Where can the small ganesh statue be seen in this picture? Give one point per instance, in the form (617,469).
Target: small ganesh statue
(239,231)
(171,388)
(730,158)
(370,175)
--
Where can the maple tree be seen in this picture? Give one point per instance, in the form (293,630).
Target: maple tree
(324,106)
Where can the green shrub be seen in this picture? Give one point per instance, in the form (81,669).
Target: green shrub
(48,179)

### Exercise requirements
Say only the number of lines above holding "this".

### Response box
3